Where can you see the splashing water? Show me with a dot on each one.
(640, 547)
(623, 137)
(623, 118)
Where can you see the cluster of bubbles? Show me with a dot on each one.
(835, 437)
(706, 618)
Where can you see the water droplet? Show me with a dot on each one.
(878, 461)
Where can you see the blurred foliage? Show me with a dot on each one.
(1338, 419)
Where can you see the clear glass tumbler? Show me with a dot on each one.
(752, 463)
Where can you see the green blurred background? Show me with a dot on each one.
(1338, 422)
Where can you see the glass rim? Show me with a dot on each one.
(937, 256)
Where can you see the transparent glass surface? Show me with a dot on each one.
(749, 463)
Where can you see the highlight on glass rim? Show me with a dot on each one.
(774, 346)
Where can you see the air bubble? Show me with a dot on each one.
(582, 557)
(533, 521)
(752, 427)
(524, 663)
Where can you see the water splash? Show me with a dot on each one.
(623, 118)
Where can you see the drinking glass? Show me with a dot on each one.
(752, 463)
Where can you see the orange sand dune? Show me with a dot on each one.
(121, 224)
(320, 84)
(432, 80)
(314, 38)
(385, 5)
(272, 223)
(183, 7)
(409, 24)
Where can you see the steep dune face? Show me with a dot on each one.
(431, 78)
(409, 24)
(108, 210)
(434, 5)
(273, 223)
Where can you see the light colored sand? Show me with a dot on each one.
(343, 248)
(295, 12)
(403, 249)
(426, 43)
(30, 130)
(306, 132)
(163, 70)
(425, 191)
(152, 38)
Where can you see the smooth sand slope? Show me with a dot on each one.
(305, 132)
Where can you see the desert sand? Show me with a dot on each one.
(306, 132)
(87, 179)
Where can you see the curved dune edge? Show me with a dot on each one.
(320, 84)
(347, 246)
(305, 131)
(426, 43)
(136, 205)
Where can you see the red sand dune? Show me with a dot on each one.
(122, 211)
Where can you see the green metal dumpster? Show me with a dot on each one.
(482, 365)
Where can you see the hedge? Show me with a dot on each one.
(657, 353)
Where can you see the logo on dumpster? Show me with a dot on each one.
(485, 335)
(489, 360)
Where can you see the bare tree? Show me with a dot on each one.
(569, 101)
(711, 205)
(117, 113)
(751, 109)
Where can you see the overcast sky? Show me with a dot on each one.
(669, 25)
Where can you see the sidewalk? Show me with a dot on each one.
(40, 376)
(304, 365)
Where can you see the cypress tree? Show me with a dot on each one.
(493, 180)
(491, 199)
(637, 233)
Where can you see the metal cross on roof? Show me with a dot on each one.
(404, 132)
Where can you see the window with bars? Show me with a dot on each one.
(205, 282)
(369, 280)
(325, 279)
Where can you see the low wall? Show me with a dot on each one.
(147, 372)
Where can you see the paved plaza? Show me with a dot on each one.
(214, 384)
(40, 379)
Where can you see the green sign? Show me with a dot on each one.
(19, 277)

* [Problem statement]: Set down exactly the lines from the one that contains "Where can you see the green metal" to the final line above, both included, and nothing more.

* [Expected answer]:
Where can you see the green metal dumpster? Show me with a dot on each one.
(482, 365)
Where can you see the hedge? Show me with a dot on each one.
(657, 353)
Where can you see the logo on dumpster? Show me with a dot on each one.
(485, 335)
(489, 360)
Where can you see the bare tree? Show me with a dot on each one.
(569, 101)
(711, 205)
(117, 113)
(751, 109)
Where can you see the overcast sky? Show me with a dot on each one.
(669, 25)
Where can you see the sidewalk? Show me with a dot on each one.
(40, 376)
(304, 365)
Where can you see the cypress tree? Show me with a dot on each one.
(493, 180)
(491, 199)
(637, 233)
Where can you see the metal cross on roof? Show me with a dot on each one.
(404, 132)
Where can you see the window with bars? Show me with a dot on each one.
(205, 282)
(369, 280)
(325, 279)
Where can you see the low wall? Show me with a dot on each one.
(147, 372)
Where can you see the paved plaza? Show me with a dot on each one.
(214, 384)
(40, 379)
Where can you see the green sign? Show me with a dot on each one.
(19, 277)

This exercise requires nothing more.